*Source passage*
Insulin-like growth factor-1 inversely correlated with liver fibrosis in diabetics
In type 2 diabetes mellitus (T2DM) patients without obvious alcohol consumption, levels of insulin-like growth factor-I (IGF-I) are inversely associated with liver fibrosis markers, a new study has found.
Using fasting blood samples collected from 415 T2DM patients (mean age 61.9±12.6 years; 248 males), researchers measured levels of IGF-I, as well as of other biomarkers such as fasting plasma glucose, glycated haemoglobin, and low- and high-density lipoprotein cholesterol.
Multiple linear regression analysis showed that IGF-I (B, –0.006; 95 percent CI, –0.009 to –0.004; p<0.0001) and its standard deviation (B, –0.17; –0.25 to –0.10; p<0.0001) were both significantly inversely associated with liver fibrosis, as measured by the fibrosis-4 (FIB-4) index.
A similar trend was observed between the 7S domain of type IV collagen (IV–7S), another measure of liver fibrosis, and IGF-I (B, –0.007; –0.01 to –0.003; p=0.0004) and its standard deviation (B, –0.23; –0.34 to –0.13; p<0.0001).
A subsequent longitudinal observational analysis divided patients into high and low IGF-I groups, using 96.0 ng/mL as the cutoff value. Researchers found that among those with low IGF-I, FIB-4 index scores over 3 years significantly worsened than among those in the high IGF-I group (p=0.049).
“[O]ur findings showed that low serum IGF-I levels are a possible risk factor for liver fibrosis in T2DM patients. This result might help clinicians to identify T2DM patients with advanced [nonalcoholic steatohepatitis] by measuring serum IGF-I levels. Therefore, we might need to pay attention to IGF-I in T2DM patients,” said researchers.

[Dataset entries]
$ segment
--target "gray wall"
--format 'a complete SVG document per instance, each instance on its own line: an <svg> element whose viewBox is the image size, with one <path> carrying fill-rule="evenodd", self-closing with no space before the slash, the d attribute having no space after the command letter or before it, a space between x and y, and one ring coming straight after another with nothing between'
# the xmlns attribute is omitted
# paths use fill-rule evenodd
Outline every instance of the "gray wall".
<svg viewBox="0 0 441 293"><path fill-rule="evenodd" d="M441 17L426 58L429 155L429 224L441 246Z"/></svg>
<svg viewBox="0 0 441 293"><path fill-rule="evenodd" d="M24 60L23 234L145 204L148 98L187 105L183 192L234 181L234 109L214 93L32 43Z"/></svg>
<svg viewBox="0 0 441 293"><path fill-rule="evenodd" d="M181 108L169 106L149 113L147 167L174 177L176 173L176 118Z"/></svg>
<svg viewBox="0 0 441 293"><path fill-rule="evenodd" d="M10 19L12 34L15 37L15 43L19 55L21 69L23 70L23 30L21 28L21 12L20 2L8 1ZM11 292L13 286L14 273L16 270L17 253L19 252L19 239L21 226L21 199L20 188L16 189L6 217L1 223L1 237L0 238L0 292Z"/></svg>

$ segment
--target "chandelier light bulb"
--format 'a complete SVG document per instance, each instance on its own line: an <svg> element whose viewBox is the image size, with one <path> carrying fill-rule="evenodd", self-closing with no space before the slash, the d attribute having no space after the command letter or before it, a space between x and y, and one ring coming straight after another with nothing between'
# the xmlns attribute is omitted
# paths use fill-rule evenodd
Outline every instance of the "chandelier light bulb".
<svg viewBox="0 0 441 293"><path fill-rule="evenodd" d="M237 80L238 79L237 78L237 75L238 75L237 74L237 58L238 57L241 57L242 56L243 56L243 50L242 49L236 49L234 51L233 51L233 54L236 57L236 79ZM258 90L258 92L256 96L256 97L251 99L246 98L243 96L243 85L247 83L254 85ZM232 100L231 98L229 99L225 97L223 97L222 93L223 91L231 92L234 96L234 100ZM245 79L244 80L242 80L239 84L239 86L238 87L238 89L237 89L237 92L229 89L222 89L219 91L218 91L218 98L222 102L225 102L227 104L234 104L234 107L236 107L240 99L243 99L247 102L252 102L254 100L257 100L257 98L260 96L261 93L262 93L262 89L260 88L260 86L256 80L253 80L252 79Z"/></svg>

*Goal of the exercise*
Copy out the entire article on IGF-I and liver fibrosis in diabetics word for word.

*Exercise response*
Insulin-like growth factor-1 inversely correlated with liver fibrosis in diabetics
In type 2 diabetes mellitus (T2DM) patients without obvious alcohol consumption, levels of insulin-like growth factor-I (IGF-I) are inversely associated with liver fibrosis markers, a new study has found.
Using fasting blood samples collected from 415 T2DM patients (mean age 61.9±12.6 years; 248 males), researchers measured levels of IGF-I, as well as of other biomarkers such as fasting plasma glucose, glycated haemoglobin, and low- and high-density lipoprotein cholesterol.
Multiple linear regression analysis showed that IGF-I (B, –0.006; 95 percent CI, –0.009 to –0.004; p<0.0001) and its standard deviation (B, –0.17; –0.25 to –0.10; p<0.0001) were both significantly inversely associated with liver fibrosis, as measured by the fibrosis-4 (FIB-4) index.
A similar trend was observed between the 7S domain of type IV collagen (IV–7S), another measure of liver fibrosis, and IGF-I (B, –0.007; –0.01 to –0.003; p=0.0004) and its standard deviation (B, –0.23; –0.34 to –0.13; p<0.0001).
A subsequent longitudinal observational analysis divided patients into high and low IGF-I groups, using 96.0 ng/mL as the cutoff value. Researchers found that among those with low IGF-I, FIB-4 index scores over 3 years significantly worsened than among those in the high IGF-I group (p=0.049).
“[O]ur findings showed that low serum IGF-I levels are a possible risk factor for liver fibrosis in T2DM patients. This result might help clinicians to identify T2DM patients with advanced [nonalcoholic steatohepatitis] by measuring serum IGF-I levels. Therefore, we might need to pay attention to IGF-I in T2DM patients,” said researchers.